TASK OBJECTIVE:
The pictures do not belong in the copy. Restate all of the records word for word.

━━ PROVIDED DATA

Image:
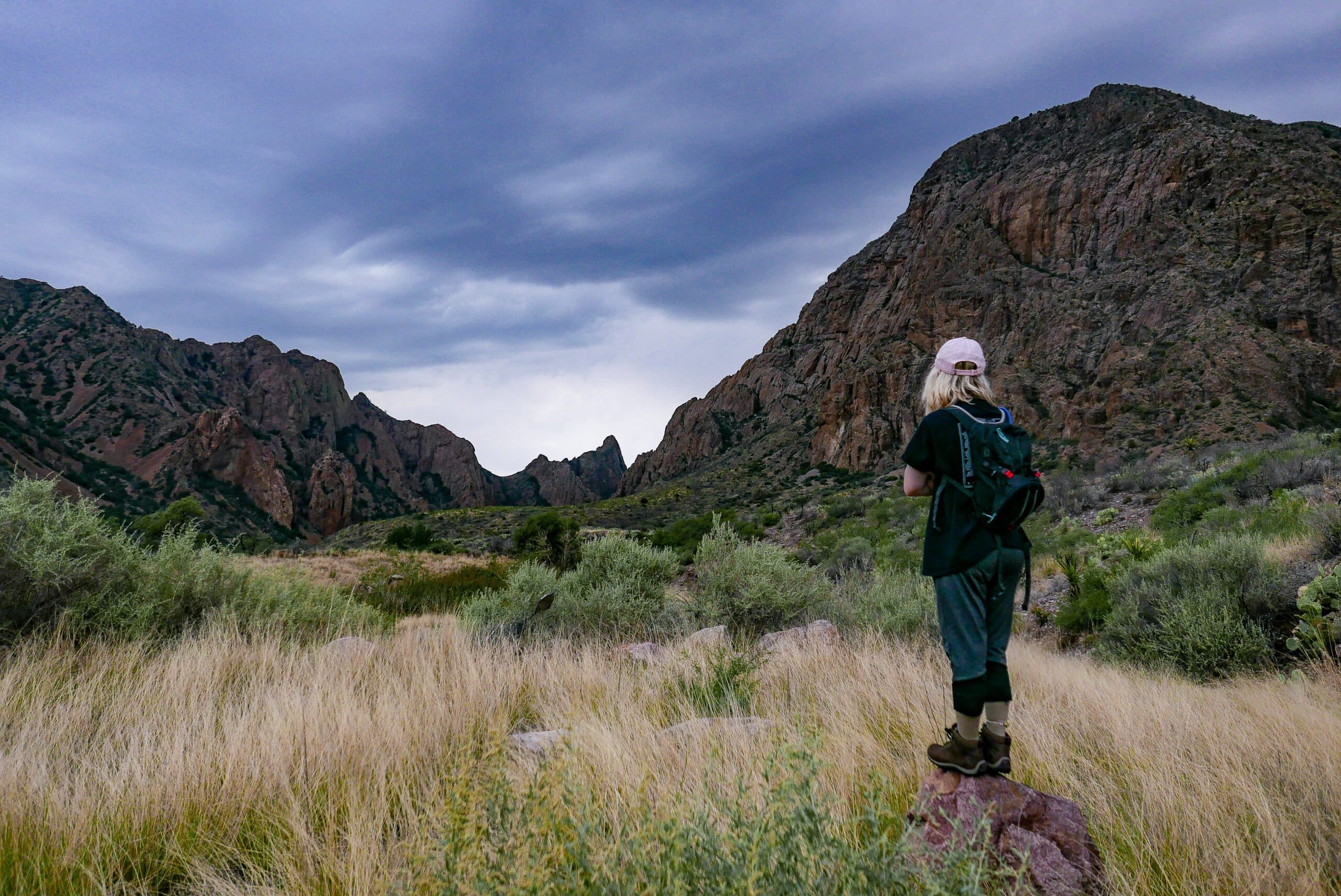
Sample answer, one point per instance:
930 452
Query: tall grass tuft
222 764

━━━━

RESULT OF THIS EXERCISE:
Image:
Sample answer, one point per instance:
930 452
Query: tall grass tuft
222 764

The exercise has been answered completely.